Object location annotation rows

((

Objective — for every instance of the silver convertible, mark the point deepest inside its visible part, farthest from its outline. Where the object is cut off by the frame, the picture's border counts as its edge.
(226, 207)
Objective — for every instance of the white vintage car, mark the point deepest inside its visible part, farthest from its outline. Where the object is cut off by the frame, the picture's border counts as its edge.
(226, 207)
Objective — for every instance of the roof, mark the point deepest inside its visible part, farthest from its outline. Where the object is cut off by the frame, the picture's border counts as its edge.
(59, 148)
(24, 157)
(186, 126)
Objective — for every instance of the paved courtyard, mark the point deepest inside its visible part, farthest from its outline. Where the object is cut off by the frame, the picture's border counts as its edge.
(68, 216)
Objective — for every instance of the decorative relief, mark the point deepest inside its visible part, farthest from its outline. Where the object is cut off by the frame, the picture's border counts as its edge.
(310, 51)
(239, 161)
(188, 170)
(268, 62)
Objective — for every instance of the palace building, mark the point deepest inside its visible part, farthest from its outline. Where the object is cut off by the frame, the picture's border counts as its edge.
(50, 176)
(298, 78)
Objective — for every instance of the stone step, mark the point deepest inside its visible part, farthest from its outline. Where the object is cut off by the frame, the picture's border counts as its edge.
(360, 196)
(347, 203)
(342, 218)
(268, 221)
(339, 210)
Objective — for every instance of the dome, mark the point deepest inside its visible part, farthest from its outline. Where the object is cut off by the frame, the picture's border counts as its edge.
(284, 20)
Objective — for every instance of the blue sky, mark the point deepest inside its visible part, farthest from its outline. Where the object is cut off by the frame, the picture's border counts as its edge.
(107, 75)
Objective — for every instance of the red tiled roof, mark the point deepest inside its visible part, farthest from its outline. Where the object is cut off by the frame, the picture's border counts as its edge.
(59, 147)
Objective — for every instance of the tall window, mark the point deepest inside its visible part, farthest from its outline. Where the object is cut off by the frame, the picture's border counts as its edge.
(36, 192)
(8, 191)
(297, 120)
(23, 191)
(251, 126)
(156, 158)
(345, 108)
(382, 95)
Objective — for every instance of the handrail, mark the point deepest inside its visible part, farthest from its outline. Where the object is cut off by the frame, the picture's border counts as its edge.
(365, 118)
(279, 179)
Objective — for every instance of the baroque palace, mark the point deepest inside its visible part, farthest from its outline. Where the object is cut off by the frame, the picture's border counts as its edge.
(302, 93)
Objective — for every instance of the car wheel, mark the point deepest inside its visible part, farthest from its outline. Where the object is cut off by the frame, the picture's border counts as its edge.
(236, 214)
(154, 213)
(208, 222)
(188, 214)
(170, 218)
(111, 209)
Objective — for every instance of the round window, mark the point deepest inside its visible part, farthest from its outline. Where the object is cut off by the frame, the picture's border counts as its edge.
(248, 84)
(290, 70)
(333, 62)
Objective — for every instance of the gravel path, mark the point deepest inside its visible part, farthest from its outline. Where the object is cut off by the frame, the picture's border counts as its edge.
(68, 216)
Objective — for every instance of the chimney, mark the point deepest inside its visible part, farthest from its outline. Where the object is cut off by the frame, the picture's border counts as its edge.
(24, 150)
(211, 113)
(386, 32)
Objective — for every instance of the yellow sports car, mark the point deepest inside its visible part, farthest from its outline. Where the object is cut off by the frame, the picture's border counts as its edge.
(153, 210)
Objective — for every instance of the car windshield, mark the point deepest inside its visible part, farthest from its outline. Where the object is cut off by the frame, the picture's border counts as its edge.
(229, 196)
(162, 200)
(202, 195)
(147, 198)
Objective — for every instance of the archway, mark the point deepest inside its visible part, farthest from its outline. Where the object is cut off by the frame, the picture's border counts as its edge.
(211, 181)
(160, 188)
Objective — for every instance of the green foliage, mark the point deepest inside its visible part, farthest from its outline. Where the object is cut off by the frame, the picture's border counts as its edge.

))

* _AIM OF THE EXERCISE_
Retype the rows above word for word, every line in full.

* _FULL RESPONSE_
Objective — for every instance of the silver convertible, mark the point deepest inside its visible part, farthest from its outline. Where the object is cut off by the frame, the picture's border counts as its edge.
(226, 207)
Objective — for every instance of the white vintage car, mark the point deepest inside its visible part, farthest from its outline. Where the object is cut off by the frame, the picture's border counts as its edge.
(226, 207)
Objective — for every instance of the roof, mark the point deepest inside its visible part, farthest from its outline. Where the object is cut off by the frame, the picture's border counts as its edge.
(59, 148)
(24, 157)
(186, 126)
Objective — for every instance of the paved courtyard, mark the point deepest inside its visible part, farthest from its outline. Where the object is cut off by the frame, the picture's border counts as its edge.
(68, 216)
Objective — for every instance of the decorative relief, mark the point deepest inside its visible part, farthest from its outline. Where the object is cut off by the frame, the picture's border counts as its edge.
(310, 51)
(239, 161)
(188, 170)
(268, 62)
Objective — for every instance of the palace building, mark the point deepest inside its visible part, farthest from its outline. Where the object is cut off by the frame, the picture's border counts as its edge.
(50, 176)
(298, 78)
Objective — for every instance of the stone step, mark the point deepest inside its visible part, farthest from its outline. Where the object is cut off by the frame, the picture's border counts as its edge.
(360, 196)
(347, 203)
(342, 218)
(268, 221)
(339, 210)
Objective — for every instance of the dome, mark the point deepest inside its visible part, farthest from its outline. Where the object is cut off by the frame, the picture's border counts as its edge.
(284, 20)
Objective — for every instance of the blue sky, mark the point deepest inside its visible part, farthest from its outline. Where the object is cut off by the frame, the picture's border counts as its edge.
(107, 75)
Objective — for every instance of the red tiled roof, mark the point deepest inside its visible part, farthest from its outline. Where the object is cut off by the frame, the picture's border counts as its edge.
(59, 147)
Objective — for every instance of the tall window, mark the point deepest inside its visible part, farthest from its outline. Where the object is cut off by the frame, the picture's border counts as its edge.
(36, 192)
(8, 191)
(297, 120)
(23, 191)
(251, 126)
(156, 158)
(345, 108)
(382, 95)
Objective — for every instance of the handrail, mark the point deepest inside its visible part, farthest from its outline. Where the object is cut off by the frame, the picture's border counts as its edge.
(365, 118)
(279, 179)
Objective — for every instance of the baroque palace, mark the point deepest inside its visible part, farthest from its outline. Where the object is cut off by the frame, the picture's border counts as its edge.
(302, 93)
Objective — for every instance of the car wheel, mark the point deepest inside its visible part, farthest from its outline. Where the object is cut off by the frame, the picture's border counts as its edge.
(236, 214)
(154, 213)
(208, 222)
(188, 214)
(170, 218)
(111, 209)
Objective — for every instance of the round window, mark the point deepest inside its visible part, farthest from its outline. Where the object is cut off by the frame, the picture's border counts as its edge.
(248, 84)
(290, 70)
(333, 62)
Objective — for every instance of the gravel path, mark the point deepest inside its visible part, farthest from its outline. Where the object is cut off by the frame, the picture's border counts as its edge.
(68, 216)
Objective — for every instance of the chimney, mark the point deepest inside its visible part, farthest from its outline. Where the object is cut off by the frame, the picture's border counts as its edge.
(24, 150)
(211, 113)
(386, 32)
Objective — for every instance of the yellow sports car, mark the point deepest inside its visible part, farthest from its outline. Where the object is cut off by the frame, the picture's border counts as its edge.
(153, 210)
Objective — for every instance of the car windshield, mark the point deepest inside its visible part, farthest from its outline. Where the object is cut off by the frame, the picture's border counts as its edge.
(229, 196)
(162, 200)
(202, 195)
(147, 198)
Objective — for every instance of the archway, mark the point deepest inside its visible part, farthest from its outline. Where the object is cut off by the frame, the picture's border counts as its edge.
(211, 181)
(160, 188)
Objective — for every instance of the green foliage, mark the point deepest inside its visible part, farthest from its outline. Where the object is cut off by the frame, the picture's border counts as its edge.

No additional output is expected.